→ Problem to solve:
According to the comments, who is a free human being beholden to nobody?

→ Text segment:
We don't need god, nor faith. After all, I will never forget it was over-zealous faith in a fictional higher power that brought us into this stupid mess in the first place, a long time ago. Six of one, half a dozen of the other.
As for the trade, a simple 'no' will suffice. Abdul Rahman is a free human being, beholden to nobody. Let's keep it that way.
Convert to Christianity, get sentanced to death....
Convert to Islam, get kidnapped....
You just can't win with these people!!
They might have just as well said "Let us kill Rahman, and you can have this other person back".
To my knowledge, Rahman isn't charged with any crime in Italy, is he? How could the government there just decide to hand him over? Of COURSE they will refuse, as they should, and since in fact they have no other choice.
Let's see . . .
Rahman isn't a hostage or prisoner of either Italy or the Vatican, so the Palestinian swap thing won't work.
And so many of these 'journalist' 'kidnappings' -- involving the 'detention' of scribes sympathetic to the kidnappers -- are such fishy affairs when all the details finally emerge.
Hmmmm.
Seems Belmonters have no trouble dissecting the situational ethics here.
But, I'm afraid our flaccid so-called 'leadership' classes are so easily snookered by third world hucksterism that I'd bet dollars to doughnuts there will be a serious effort to affect some sort of exchange, or at the very minimum, to 'punish' Rahman while allowing him to remain in Italy.
Thus advancing sharia jurisdiction to the entrance of St. Peter's Square.

Box-labeled dataset extracts:
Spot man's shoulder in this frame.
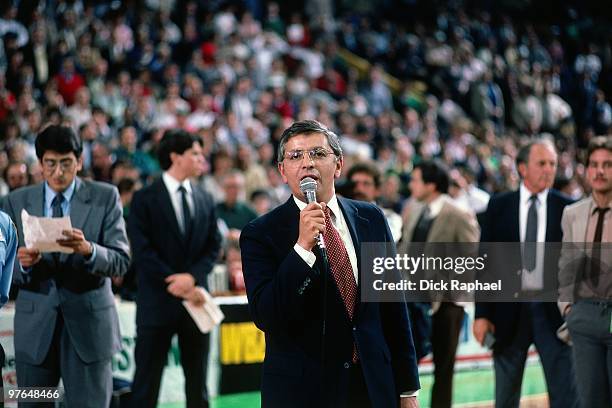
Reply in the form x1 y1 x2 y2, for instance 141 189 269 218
548 189 575 207
338 197 383 218
243 198 292 231
134 178 163 198
489 190 519 206
564 197 593 215
81 180 117 195
5 183 42 202
0 210 15 233
442 198 474 219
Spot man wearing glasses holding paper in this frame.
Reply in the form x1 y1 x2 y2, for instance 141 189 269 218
2 125 130 407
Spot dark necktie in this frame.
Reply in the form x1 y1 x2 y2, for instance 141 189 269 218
323 207 359 363
51 193 65 218
591 207 610 286
179 186 191 240
523 195 538 271
51 193 65 264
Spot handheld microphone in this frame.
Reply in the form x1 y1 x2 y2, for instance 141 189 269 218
300 177 325 251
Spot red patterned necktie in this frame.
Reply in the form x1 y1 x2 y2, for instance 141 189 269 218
323 207 359 363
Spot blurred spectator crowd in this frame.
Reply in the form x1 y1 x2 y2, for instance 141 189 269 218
0 0 612 296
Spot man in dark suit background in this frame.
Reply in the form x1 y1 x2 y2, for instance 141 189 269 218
473 139 578 408
398 161 480 408
240 120 419 408
128 130 221 408
3 125 130 407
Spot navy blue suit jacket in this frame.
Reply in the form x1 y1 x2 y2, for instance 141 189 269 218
240 198 419 408
476 190 572 350
128 178 221 326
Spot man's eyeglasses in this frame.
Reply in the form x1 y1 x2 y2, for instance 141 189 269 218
285 147 334 163
43 159 76 172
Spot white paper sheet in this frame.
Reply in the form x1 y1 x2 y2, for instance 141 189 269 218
183 287 225 333
21 210 74 254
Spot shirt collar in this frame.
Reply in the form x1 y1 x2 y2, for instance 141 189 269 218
45 178 76 208
591 196 612 215
293 194 340 217
519 182 548 205
162 171 191 194
427 194 446 218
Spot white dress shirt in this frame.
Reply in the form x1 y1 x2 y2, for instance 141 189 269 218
162 171 194 233
519 183 548 290
293 194 359 285
293 194 416 398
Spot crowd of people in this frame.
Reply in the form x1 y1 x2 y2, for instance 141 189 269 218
0 0 612 406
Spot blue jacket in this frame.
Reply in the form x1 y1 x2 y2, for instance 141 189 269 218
0 211 18 307
240 198 419 408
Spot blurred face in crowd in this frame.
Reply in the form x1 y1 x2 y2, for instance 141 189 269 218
409 168 436 201
6 163 28 191
223 174 244 206
518 144 557 194
587 149 612 195
121 126 138 152
40 150 83 193
170 142 205 178
278 133 344 202
351 172 378 202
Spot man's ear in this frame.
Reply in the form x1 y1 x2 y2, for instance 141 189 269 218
278 162 288 184
517 163 527 179
334 156 344 179
170 152 179 167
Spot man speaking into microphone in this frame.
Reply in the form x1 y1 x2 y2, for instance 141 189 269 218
240 120 420 408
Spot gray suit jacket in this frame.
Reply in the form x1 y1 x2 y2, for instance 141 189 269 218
2 178 130 365
559 196 612 304
397 196 480 313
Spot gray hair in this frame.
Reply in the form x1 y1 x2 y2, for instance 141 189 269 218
516 137 557 168
276 120 342 163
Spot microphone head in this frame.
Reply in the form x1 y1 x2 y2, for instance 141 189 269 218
300 177 317 204
300 177 317 195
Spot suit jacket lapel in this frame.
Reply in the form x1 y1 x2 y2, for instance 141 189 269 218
402 200 425 247
510 190 521 242
70 179 91 230
155 177 185 242
25 183 55 264
24 183 45 219
189 183 207 253
60 178 91 263
570 196 593 242
338 197 370 320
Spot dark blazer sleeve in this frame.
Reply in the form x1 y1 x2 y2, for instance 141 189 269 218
474 197 503 321
376 208 421 393
240 218 318 332
89 188 130 277
128 190 176 281
188 195 221 286
0 195 31 285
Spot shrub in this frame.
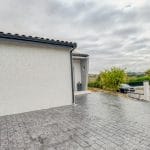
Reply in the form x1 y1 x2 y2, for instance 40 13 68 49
127 76 150 86
98 67 127 91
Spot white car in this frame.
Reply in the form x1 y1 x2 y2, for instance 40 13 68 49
119 84 135 93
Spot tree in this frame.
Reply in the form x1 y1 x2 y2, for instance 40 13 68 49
145 69 150 76
97 67 127 91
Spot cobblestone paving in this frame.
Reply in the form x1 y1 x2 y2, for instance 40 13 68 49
0 93 150 150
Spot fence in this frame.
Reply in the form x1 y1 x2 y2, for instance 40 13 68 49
128 81 150 101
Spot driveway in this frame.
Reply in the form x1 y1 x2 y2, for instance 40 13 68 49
0 93 150 150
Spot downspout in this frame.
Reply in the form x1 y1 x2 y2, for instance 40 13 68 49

→ Answer in full:
Abdul Rahman